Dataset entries
---------------

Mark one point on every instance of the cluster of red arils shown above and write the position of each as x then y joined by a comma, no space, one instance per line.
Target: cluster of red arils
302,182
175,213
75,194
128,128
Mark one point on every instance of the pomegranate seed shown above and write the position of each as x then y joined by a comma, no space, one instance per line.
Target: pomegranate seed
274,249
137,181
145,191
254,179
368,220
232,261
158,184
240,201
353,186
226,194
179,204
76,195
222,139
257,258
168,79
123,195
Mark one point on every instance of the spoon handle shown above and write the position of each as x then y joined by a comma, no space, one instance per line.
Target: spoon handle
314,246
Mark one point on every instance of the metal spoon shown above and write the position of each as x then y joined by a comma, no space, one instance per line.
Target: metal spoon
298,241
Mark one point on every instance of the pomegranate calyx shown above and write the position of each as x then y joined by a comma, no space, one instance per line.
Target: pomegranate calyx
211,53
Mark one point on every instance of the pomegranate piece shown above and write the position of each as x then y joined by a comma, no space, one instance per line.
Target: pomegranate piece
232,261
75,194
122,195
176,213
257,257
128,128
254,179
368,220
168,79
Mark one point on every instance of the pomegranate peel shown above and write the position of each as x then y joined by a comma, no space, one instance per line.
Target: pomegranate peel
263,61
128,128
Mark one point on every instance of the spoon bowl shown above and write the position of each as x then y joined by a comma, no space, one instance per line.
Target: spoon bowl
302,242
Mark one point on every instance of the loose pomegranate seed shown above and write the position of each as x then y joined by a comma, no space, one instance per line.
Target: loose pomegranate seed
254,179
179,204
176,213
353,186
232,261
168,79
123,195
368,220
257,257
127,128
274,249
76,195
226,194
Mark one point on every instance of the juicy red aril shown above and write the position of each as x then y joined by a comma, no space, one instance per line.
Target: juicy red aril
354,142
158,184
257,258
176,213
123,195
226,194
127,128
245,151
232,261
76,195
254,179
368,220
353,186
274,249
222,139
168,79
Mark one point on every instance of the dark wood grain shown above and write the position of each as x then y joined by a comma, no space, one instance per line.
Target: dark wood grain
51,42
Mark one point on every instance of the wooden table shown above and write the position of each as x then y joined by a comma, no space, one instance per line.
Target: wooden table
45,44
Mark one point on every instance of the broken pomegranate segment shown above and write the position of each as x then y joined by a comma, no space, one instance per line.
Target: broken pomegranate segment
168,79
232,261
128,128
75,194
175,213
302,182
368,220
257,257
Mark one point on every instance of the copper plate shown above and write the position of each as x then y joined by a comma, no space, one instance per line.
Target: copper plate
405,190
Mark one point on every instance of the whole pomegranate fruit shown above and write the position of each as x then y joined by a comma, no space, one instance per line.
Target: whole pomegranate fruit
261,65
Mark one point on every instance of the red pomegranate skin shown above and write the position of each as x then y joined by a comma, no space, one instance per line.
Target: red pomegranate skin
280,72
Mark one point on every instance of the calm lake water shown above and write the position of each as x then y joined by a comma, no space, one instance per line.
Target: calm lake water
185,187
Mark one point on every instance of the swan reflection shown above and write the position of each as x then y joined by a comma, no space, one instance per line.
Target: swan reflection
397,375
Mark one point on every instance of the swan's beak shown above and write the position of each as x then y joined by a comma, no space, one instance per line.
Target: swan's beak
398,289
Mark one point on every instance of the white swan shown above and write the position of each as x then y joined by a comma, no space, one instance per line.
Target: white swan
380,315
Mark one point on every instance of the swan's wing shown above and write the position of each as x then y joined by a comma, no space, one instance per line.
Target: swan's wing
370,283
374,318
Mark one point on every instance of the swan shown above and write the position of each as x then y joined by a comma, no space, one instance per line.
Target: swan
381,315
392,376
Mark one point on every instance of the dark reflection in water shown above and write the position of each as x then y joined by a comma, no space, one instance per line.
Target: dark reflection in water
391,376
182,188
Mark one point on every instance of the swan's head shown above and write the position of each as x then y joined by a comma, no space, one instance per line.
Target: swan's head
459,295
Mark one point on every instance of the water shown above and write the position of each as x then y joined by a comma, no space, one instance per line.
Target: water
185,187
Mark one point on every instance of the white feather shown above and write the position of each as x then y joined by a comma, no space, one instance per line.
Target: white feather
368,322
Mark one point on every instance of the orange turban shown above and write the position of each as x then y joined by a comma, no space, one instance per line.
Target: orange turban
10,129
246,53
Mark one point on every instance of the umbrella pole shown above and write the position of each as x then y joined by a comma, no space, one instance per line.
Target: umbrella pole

---------------

YOUR GOAL: Write out the material above again, switching "joined by a comma" to "separated by a comma" everywhere it occurs and keeping everything else the same.

REPLY:
Mark one point on every instance of the cluster of red arils shown above and write the position of each as x then y separated by a comma, no space, one instance per line.
Target: cluster of red arils
302,182
175,213
75,194
128,128
Mark one point on every instance of the pomegranate seed shown above and write the position of each as x then y separated by a comma, no space, one instance per line.
Target: pomegranate seed
274,249
137,181
145,191
254,179
368,220
232,261
158,184
240,201
353,186
226,194
179,204
76,195
222,139
257,258
168,79
123,195
Mark one point on every instance of the spoon handle shown above and write the position of each as x then y separated by a comma, no space, one instance per line.
Target: spoon handle
314,246
Mark one point on every instance of the metal spoon shown above and write the position of each as x then y separated by a comma, no space, one instance per line.
Target: metal spoon
298,241
Mark one point on every instance of the pomegranate calyx shown above and write the position of each as x then y separated by a comma, no space, one instance per line.
Target: pomegranate calyx
211,53
Mark one point on every instance of the pomegranate piece shown above and write the position of each as x then y separated by a comma, no space, one instance per line.
Target: pomegranate piece
232,261
75,194
122,195
176,213
257,257
128,128
254,179
368,220
168,79
Mark one point on every instance of the pomegranate peel shown above and write the position of each as x then y separated by a comma, no space, one instance per line.
Target: pomegranate peel
263,61
128,128
Mark one point on every instance of the spoon bowl shown above and write the position of each as x then y separated by a comma, no space, one instance per line.
Target: spoon bowl
302,242
Mark one point on every instance of the loose pomegranate seed shown above and write the position of each as x then y separated by a comma, no space, one instance per line.
Target: loose pomegranate seed
254,179
179,204
176,213
353,186
232,261
168,79
123,195
368,220
257,257
127,128
274,249
76,195
226,194
Mark one point on every instance of the juicy red aril shown above and write the position of each as x then y separated by a comma, no space, one instance per line.
Target: juicy red aril
354,142
158,184
257,258
176,213
123,195
226,194
127,128
245,151
232,261
76,195
254,179
368,220
353,186
274,249
222,139
168,79
Mark one point on every instance of the dark wood grain shown above and write the position of each as x then y separated by a comma, no space, one instance per line.
Target: dark wood grain
51,42
Mark one point on every instance of the wooden table shown above and write the position of each as x then y separated by a comma, no space, one instance per line.
Target: wooden table
45,44
Mark one point on every instance of the broken pomegranate segment shown above and write the position of each as x then y separated by a comma, no space, one instance per line.
Target: broken pomegranate segment
168,79
232,261
128,128
75,194
175,213
302,182
368,220
257,257
Mark one point on every instance of the copper plate shown above and write the position of each as x then y separated by a comma, no space, one instance per line.
Target: copper plate
405,190
Mark one point on every instance of the whole pomegranate fruit shown above and write the position of each as x then y separated by a comma, no space, one instance per line.
Target: whole pomegranate fruit
261,65
Mark one point on every instance of the red pomegranate skin shown above and write the position of each as x then y separated by a comma, no space, one instance per line.
Target: red pomegranate skin
280,72
Mark one point on every instance of the calm lake water shown above and write the position of each as x then y separated by a comma, no space, one instance per line.
Target: calm lake water
185,187
Mark one point on every instance of the swan reflection shown above and write the position of each as x then y separated by a comma, no space, one instance per line.
Target: swan reflection
397,375
Mark one point on every instance of the swan's beak shown above and write the position of each as x then y separated by a comma, no space, one instance per line.
Target: swan's beak
398,289
Mark one point on every instance of the white swan shown above and write the position of each as x then y separated by a comma, no space, one instance per line.
Target: white swan
380,315
Mark one point on every instance of the swan's wing shown above and write the position of each as x then y separated by a comma, no space, one instance per line.
Target: swan's wing
370,283
374,318
Mark one point on every instance of the swan shown above and write the position of each as x then y separated by a comma, no space, one instance per line.
Target: swan
381,315
392,376
Mark one point on every instance of the dark reflection in water shown above and write the position of each as x then y separated by a comma, no space, one instance per line.
Target: dark reflection in water
391,376
182,188
Mark one point on every instance of the swan's head shown above and write the position of each as x then y separated by a comma, no space, one instance per line.
Target: swan's head
459,295
Mark one point on every instance of the water shown above and write the position of each as x then y separated by a comma, no space, one instance per line.
Target: water
185,187
Mark one point on every instance of the white feather shown above and write the position of each as x then y separated by a comma, no space, one instance per line.
Target: white feather
368,322
Mark one point on every instance of the orange turban shown above and write the position of each as x then y separated by a comma, no space, one instance per line.
Target: orange turban
10,129
246,53
Mark one point on every instance of the umbrella pole shown above and write the position of each as x then y separated by a comma, no space, one instance per line.
Target: umbrella pole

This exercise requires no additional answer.